▶ **TEXTO DE LECTURA**:
◆ ◆ ◆

La cultura en tiempos de pandemia
El dios principal
Sin certezas y sin timón, cada cual mira hacia adentro. Cuida su casa, su espacio, su cuerpo. Lo mismo le pasa al arte, por ejemplo, al flamenco, siempre alineado -aunque pocas veces se le tome en serio- con su contexto social, político y de pensamiento
Silvia Cruz Lapeña
Periodista y Jefa de Actualidad en Vanity Fair
Silvia Cruz
"No es una guerra", dijeron y repitieron a pesar de que poco a poco hemos visto escorarse los bandos. "Dejad el lenguaje bélico", pidieron a los periodistas después de que el presidente del Gobierno comunicara el estado de alarma como quien anuncia una batalla. Es cierto que no vemos sangre ni oímos gritos –quizá porque no podemos ir a funerales ni entrar en las uci–, pero sí hay desconcierto y, a estas alturas, un hedor a autoridad minada.
Sin certezas y sin timón, cada cual mira hacia adentro. Cuida su casa, su espacio, su cuerpo. Lo mismo le pasa al arte, por ejemplo, al flamenco, siempre alineado –aunque pocas veces se le tome en serio– con su contexto social, político y de pensamiento. Un ejemplo es lo último de Rocío Molina, Premio Nacional de Danza 2010, que ha presentado 'Trilogía de la guitarra' en la Bienal de Sevilla. Un 'leitmotiv' de la obra es 'Amarguras', bellísima marcha procesional compuesta por Font de Antas capaz de emocionar al ateo tanto como al que cree. No es el único toque funesto de la creación de la bailaora, donde resuenan Sylvia Plath o Alejandra Pizarnik, a las que ha incorporado a su 'background' hace ya un tiempo. Poetas que 'hablan' desde el cuerpo de Molina, que opta así por versos y referentes alejados de España, quizá porque ya no es una procesión, sino una cárcel, lo que llevamos por dentro.
Letanía enfermiza
'Márgenes' es otro ejemplo. En ella, el coreógrafo Daniel Doña habla del cuerpo que en el primer confinamiento todos descubrimos frágil, torpe o imperfecto. En las tablas, el bailarín Cristian Martín Cano y la cantaora Sandra Carrasco, que arranca el 'show' balbuceando, algo habitual en un arte que no pocas veces sacrifica las palabras en favor de la expresión. El “ay” es el mejor ejemplo. Pero lo de Carrasco no es un 'quejío', es un tartamudeo, una letanía enfermiza de alguien que no habla, no porque no pueda sino porque ha dejado de comprender lo que sucede.

◆ ◆ ◆

[Registros de una colección]
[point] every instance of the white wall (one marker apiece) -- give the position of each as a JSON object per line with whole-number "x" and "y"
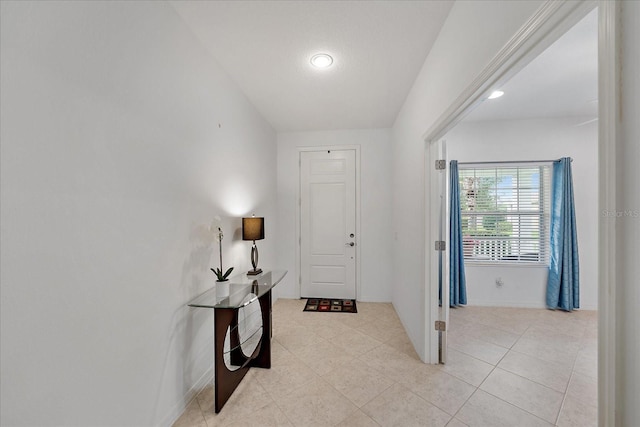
{"x": 628, "y": 227}
{"x": 375, "y": 204}
{"x": 121, "y": 140}
{"x": 535, "y": 140}
{"x": 473, "y": 33}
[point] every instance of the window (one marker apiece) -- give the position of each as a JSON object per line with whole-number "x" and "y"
{"x": 505, "y": 212}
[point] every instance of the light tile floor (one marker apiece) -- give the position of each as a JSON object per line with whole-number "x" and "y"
{"x": 506, "y": 367}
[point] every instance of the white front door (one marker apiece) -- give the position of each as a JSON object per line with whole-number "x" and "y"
{"x": 328, "y": 224}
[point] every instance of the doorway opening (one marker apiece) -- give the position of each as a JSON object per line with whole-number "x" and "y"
{"x": 496, "y": 75}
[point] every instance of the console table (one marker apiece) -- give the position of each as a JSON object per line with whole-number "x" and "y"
{"x": 242, "y": 328}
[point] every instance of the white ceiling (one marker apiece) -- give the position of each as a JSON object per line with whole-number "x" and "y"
{"x": 265, "y": 46}
{"x": 561, "y": 82}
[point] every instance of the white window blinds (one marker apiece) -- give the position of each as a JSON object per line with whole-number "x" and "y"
{"x": 505, "y": 212}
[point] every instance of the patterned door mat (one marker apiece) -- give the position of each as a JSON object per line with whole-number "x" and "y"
{"x": 331, "y": 305}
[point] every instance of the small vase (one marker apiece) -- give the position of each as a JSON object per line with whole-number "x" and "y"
{"x": 222, "y": 288}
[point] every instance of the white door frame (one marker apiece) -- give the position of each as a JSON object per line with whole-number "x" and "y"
{"x": 549, "y": 22}
{"x": 356, "y": 148}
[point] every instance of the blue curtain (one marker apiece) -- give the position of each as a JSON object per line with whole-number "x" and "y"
{"x": 563, "y": 286}
{"x": 457, "y": 282}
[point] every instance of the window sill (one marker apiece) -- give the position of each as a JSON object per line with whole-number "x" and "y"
{"x": 506, "y": 264}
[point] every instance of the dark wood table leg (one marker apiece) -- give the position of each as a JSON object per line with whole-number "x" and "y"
{"x": 226, "y": 381}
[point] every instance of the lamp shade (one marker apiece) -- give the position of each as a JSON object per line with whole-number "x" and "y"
{"x": 253, "y": 228}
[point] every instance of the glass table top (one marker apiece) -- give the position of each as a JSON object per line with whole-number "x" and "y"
{"x": 238, "y": 291}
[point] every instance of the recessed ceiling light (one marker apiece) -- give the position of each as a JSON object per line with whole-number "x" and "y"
{"x": 321, "y": 60}
{"x": 496, "y": 94}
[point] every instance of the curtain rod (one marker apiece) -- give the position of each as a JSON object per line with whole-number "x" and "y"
{"x": 509, "y": 162}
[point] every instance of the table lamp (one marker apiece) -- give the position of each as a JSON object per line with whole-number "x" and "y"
{"x": 253, "y": 229}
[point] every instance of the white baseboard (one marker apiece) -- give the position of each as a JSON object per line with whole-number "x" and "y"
{"x": 520, "y": 304}
{"x": 191, "y": 394}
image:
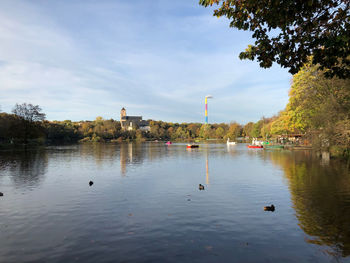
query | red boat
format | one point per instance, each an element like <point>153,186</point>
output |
<point>255,146</point>
<point>192,146</point>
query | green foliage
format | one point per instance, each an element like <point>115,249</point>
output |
<point>288,32</point>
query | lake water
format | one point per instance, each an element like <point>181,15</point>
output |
<point>145,205</point>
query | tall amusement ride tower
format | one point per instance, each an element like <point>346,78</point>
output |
<point>206,107</point>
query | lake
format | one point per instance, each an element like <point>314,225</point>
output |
<point>145,205</point>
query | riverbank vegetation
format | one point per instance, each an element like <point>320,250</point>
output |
<point>318,110</point>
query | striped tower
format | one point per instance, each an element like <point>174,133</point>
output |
<point>206,108</point>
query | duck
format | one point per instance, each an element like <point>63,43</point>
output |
<point>269,208</point>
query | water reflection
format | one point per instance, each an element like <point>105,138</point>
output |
<point>321,199</point>
<point>25,168</point>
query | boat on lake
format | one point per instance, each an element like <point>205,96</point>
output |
<point>273,146</point>
<point>230,143</point>
<point>192,146</point>
<point>255,146</point>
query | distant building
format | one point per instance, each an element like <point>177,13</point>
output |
<point>133,122</point>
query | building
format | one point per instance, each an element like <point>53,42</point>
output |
<point>133,122</point>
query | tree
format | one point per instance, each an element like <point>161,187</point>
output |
<point>30,115</point>
<point>29,112</point>
<point>288,32</point>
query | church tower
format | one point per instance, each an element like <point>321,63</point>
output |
<point>123,118</point>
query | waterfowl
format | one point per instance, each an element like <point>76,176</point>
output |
<point>269,208</point>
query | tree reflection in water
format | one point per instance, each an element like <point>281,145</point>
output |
<point>321,198</point>
<point>24,167</point>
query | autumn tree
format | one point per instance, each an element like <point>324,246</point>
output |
<point>288,32</point>
<point>30,116</point>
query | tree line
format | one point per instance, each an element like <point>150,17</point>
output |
<point>318,109</point>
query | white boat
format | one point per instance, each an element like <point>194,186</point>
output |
<point>230,143</point>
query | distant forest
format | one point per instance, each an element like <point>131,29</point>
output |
<point>318,108</point>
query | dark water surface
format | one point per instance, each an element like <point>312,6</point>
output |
<point>145,205</point>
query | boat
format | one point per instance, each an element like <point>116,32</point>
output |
<point>230,143</point>
<point>273,146</point>
<point>255,146</point>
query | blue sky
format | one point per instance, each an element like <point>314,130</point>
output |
<point>79,59</point>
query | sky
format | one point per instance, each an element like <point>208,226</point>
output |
<point>79,59</point>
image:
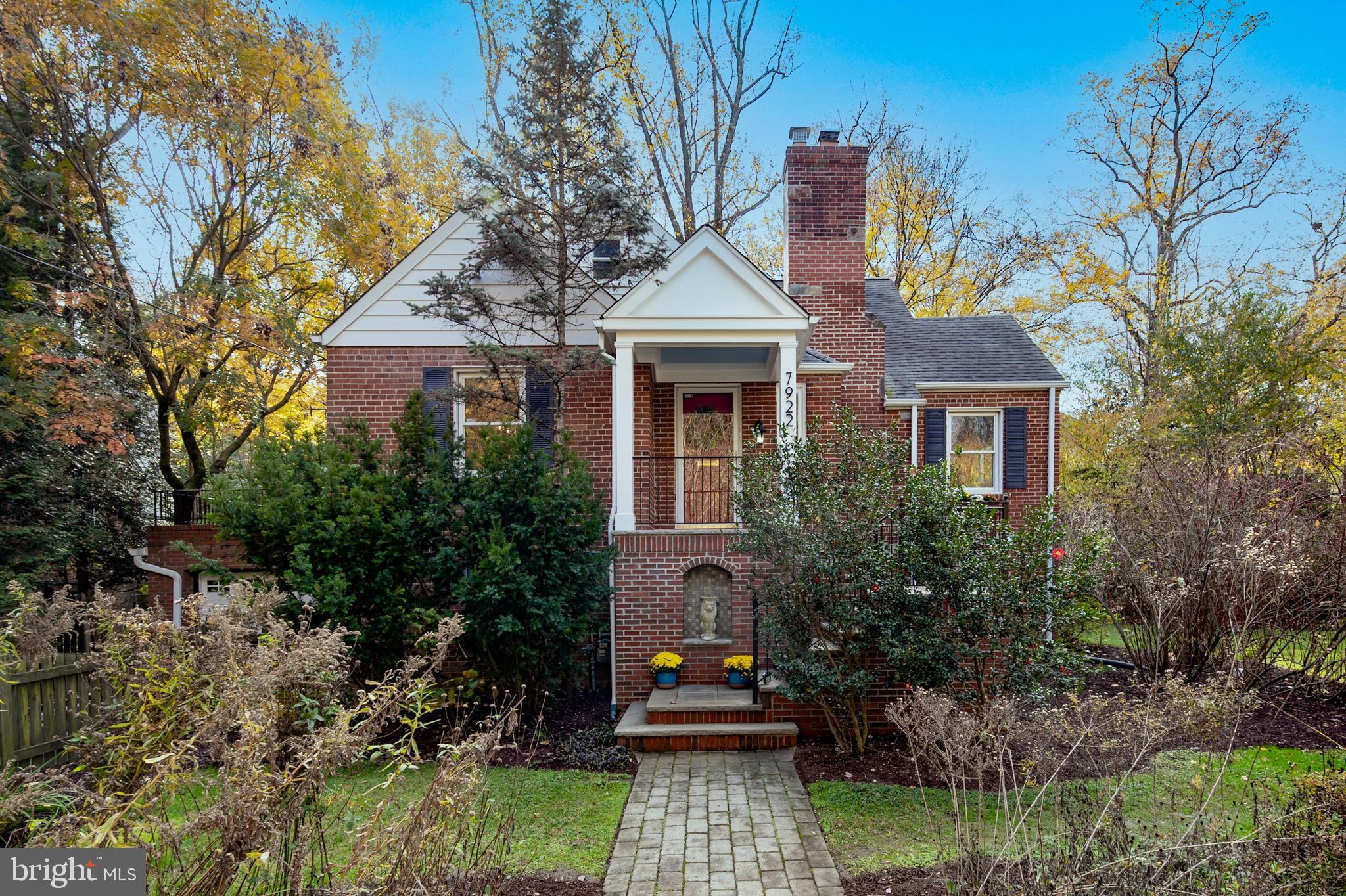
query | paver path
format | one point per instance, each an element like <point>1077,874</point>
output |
<point>716,825</point>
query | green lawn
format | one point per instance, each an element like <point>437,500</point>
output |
<point>1291,652</point>
<point>873,826</point>
<point>565,821</point>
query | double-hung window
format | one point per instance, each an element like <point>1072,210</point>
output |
<point>486,404</point>
<point>975,450</point>
<point>606,255</point>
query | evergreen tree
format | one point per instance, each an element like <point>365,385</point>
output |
<point>70,497</point>
<point>556,181</point>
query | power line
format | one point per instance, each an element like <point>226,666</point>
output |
<point>151,304</point>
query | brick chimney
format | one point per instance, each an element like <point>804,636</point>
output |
<point>824,259</point>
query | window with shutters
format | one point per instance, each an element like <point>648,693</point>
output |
<point>975,450</point>
<point>486,404</point>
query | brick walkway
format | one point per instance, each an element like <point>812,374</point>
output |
<point>719,825</point>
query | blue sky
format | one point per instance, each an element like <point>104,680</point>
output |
<point>999,76</point>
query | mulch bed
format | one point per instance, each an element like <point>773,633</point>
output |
<point>1283,721</point>
<point>563,716</point>
<point>544,885</point>
<point>896,882</point>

◆ ◆ ◆

▶ **PROBLEMA 1**: En el texto sobre la cultura en tiempos de pandemia, ¿quién compuso la marcha procesional 'Amarguras'?
▶ **PROBLEMA 2**: Prosigue el texto sobre la cultura en tiempos de pandemia a partir de su última oración.

▶ **RESPUESTA 1**: Font de Antas.

▶ **RESPUESTA 2**:
Al oírla, se entiende que para ese desconcierto no hubiera servido una seguiriya, cante de dolor profundo pero concreto. Tampoco una saeta, apta para llorar la pérdida de un ídolo, no la pérdida de la razón o del sentido, otra baja importante en esta lucha sin tiros. “La jaula se ha vuelto pájaro”, escribió Pizarnik y no hay que ver su verso como una liberación sino como si en las patas del ave, ida y sin rumbo, colgara plomo. ¿Cómo no sentir ese peso con cada cuerpo convertido en un arma con capacidad de matarse y de matar mientras recibimos órdenes contradictorias sobre cómo evitar que se dispare el gatillo?
Dolor psicológico
'Márgenes' también habla de Diane Arbus y de los 'monstruos' que retrató en los años 70, personas que producen perplejidad a quien los mira por ser demasiado altas, demasiado bajas, padecer alguna deformidad o tener síndrome de Down. Que se usen referencias sobre el cuerpo y alejadas de Lorca o de Miguel Hernández –habituales del género– no es nuevo, pero es llamativo que esos poetas, asesinados, estén siendo sustituidos en este flamenco del siglo XXI, aciago y de pandemia por creadoras suicidas: Plath, Pizarnik, Arbus o Anne Sexton, en quien la cantaora Rosario 'La Tremendita' inspiró su último disco.
Es llamativo pero no extraño porque todas hablan de un tipo de ataque que hace herida sin dejar pruebas: el dolor psicológico. Un dolor que devora la esperanza, deshecha en un panorama donde la única guerra declarada es entre dirigentes, incapaces de aplacar el miedo, que se ha erigido como el único gobernante eficaz y al que Plath bautizó como "el dios principal".